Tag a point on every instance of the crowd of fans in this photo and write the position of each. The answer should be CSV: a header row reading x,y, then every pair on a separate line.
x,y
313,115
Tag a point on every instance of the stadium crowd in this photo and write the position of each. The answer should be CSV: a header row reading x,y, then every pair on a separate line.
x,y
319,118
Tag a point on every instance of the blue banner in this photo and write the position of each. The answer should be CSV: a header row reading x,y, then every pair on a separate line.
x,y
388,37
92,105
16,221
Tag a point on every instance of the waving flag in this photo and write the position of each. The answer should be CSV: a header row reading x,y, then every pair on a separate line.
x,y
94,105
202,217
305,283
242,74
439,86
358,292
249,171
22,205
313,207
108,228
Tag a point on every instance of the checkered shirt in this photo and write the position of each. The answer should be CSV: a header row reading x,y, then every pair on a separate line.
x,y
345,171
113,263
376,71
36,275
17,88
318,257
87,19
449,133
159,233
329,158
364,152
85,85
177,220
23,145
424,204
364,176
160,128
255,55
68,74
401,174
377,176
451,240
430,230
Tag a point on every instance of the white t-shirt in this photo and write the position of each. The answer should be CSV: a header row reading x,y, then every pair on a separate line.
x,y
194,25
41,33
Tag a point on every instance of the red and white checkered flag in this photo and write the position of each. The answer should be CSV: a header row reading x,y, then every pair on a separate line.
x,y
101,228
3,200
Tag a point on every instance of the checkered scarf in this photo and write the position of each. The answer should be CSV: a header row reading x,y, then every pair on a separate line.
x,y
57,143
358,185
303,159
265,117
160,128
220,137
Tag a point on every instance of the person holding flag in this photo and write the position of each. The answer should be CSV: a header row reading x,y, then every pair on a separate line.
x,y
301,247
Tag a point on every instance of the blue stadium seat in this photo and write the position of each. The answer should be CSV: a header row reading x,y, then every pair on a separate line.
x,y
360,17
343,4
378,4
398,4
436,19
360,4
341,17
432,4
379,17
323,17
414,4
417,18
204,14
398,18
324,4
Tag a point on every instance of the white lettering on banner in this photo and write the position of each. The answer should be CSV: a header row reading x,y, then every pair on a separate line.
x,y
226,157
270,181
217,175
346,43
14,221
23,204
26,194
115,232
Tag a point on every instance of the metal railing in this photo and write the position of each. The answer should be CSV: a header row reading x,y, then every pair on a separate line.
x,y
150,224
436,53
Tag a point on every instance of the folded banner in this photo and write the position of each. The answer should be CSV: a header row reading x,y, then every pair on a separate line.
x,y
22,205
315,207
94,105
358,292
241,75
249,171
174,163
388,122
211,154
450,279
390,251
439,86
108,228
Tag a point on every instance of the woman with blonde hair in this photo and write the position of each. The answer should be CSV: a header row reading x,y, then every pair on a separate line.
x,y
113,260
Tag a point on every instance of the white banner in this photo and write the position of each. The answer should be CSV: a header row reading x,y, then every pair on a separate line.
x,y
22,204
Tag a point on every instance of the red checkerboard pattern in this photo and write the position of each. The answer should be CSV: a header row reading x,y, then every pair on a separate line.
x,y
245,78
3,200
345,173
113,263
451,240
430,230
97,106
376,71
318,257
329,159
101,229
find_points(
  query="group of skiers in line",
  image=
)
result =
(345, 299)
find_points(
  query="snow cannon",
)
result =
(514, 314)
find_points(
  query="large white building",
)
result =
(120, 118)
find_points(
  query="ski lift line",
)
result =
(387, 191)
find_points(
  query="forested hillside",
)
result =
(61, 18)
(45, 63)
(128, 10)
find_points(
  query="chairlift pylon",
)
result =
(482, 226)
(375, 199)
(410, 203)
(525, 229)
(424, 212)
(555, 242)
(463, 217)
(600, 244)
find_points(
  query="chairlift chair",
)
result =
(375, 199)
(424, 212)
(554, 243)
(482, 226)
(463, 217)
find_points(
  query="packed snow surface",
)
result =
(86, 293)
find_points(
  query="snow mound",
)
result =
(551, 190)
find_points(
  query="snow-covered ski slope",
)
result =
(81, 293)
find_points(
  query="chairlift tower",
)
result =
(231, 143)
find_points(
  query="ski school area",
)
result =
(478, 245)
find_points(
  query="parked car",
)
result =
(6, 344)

(Problem to work on)
Please output each record exactly as it appears above.

(Task result)
Tag a point on every instance of the crowd of fans in this photo and write the position of each. The answer should be CSV: a header row reading x,y, then every pair on a separate line.
x,y
313,115
Tag a point on every instance of the stadium crowd in this photo and write the position of each. The answer should be CSV: a header row reading x,y, then every pair on a separate line.
x,y
319,118
Tag a point on every instance of the blue banner in this photo and write the position of each. The answer should be CSV: a header row reading x,y, then every pair on a separate line.
x,y
388,37
92,105
16,221
Tag a point on every instance of the waving flag in this photo and write the position of each. The answer should be CSV: a header row reading x,y, then every pair on a separate line.
x,y
94,105
202,217
305,283
242,74
439,86
358,292
249,171
22,205
313,207
108,228
Tag a point on every instance of the checkered shirt in this photo and write the position of each. The answer should be CSV: a header row reading x,y, then every pair on a separate line.
x,y
345,171
113,263
376,71
36,275
17,88
318,257
87,19
449,133
159,233
329,158
364,152
85,85
177,220
23,145
424,204
364,176
160,128
255,55
68,74
401,174
377,176
451,240
430,230
Tag a point on every instance of the white t-shirt in this photo and write the position of each. The answer should be CSV: a header row reading x,y, then every pair on a separate line.
x,y
194,25
41,33
Tag a point on every instance of the red and white checkered flag in this photo and write the position of each. The answer should be CSV: a header row reading x,y, then every pair on a separate line.
x,y
101,228
3,200
Tag a point on every instance of the checkered scarf in this photo and write the position of each. The answer should be CSV: a header row reading x,y, then every pair on a separate line.
x,y
57,143
358,185
303,159
265,117
160,128
220,137
Tag a point on every instance of the person holding flag in this photo and write the position of each. The answer should be CSV: a header row reading x,y, then every pair on a separate line.
x,y
301,247
Tag a point on every instance of the blue stadium seat in this photo and write the position of each. The answer should be CSV: a header row reading x,y, then every pair on a separate line.
x,y
360,17
343,4
378,4
398,4
436,19
360,4
341,17
432,4
379,17
323,17
414,4
417,18
204,14
398,18
324,4
Tag a point on every instance of the white lettering on banner in this photo and write the position of each. The answer should be CSV: a header row reading x,y, then every pair on a separate line.
x,y
226,157
270,181
217,175
346,43
14,221
23,204
26,194
115,232
Tag a point on every instance of the metal railing in this photo and write the position of each. The answer should be CSV: a header row reading x,y, then every pair on a separate line.
x,y
150,224
436,53
Tag a point on every instance of the folded banner in this photo and write the position of each. The answer should be CSV: a header row reading x,y, then every pair on a separate line.
x,y
22,205
315,207
94,105
358,292
241,75
249,171
174,163
388,122
211,154
450,279
390,251
439,86
108,228
Tag a point on every instance of the woman with blonde hair in this photo and write the position of each. The answer should be CSV: a header row reading x,y, then every pair on a separate line.
x,y
113,260
Tag a point on every instance of the white banner in this photo and write the position of each. The answer should be CSV: a header row reading x,y, then every pair on a separate line.
x,y
22,204
Tag a point on every instance of the red checkerboard pattern in this photo and write the position of each. The answer should be CSV: a header row reading x,y, then every pair on a separate line.
x,y
245,78
3,200
345,173
113,263
451,240
430,230
97,106
376,71
318,257
329,159
101,229
find_points(
  query="group of skiers in line",
  image=
)
result =
(345, 299)
find_points(
  query="snow cannon",
)
result =
(514, 314)
find_points(
  query="large white building",
)
result =
(120, 118)
find_points(
  query="ski lift line",
)
result =
(387, 191)
find_points(
  query="forested hillside",
)
result =
(61, 18)
(45, 63)
(128, 10)
find_points(
  query="chairlift pylon",
)
result =
(482, 226)
(375, 199)
(410, 203)
(525, 229)
(424, 212)
(555, 242)
(463, 217)
(600, 244)
find_points(
  query="chairlift chair",
)
result =
(375, 199)
(424, 212)
(554, 243)
(482, 226)
(463, 217)
find_points(
  query="packed snow surface",
)
result =
(86, 293)
find_points(
  query="snow mound",
)
result =
(551, 190)
find_points(
  query="snow-covered ski slope",
)
result =
(81, 293)
find_points(
  query="chairlift tower",
)
result =
(231, 143)
find_points(
  query="ski school area",
)
result =
(478, 245)
find_points(
  query="parked car",
)
result =
(6, 344)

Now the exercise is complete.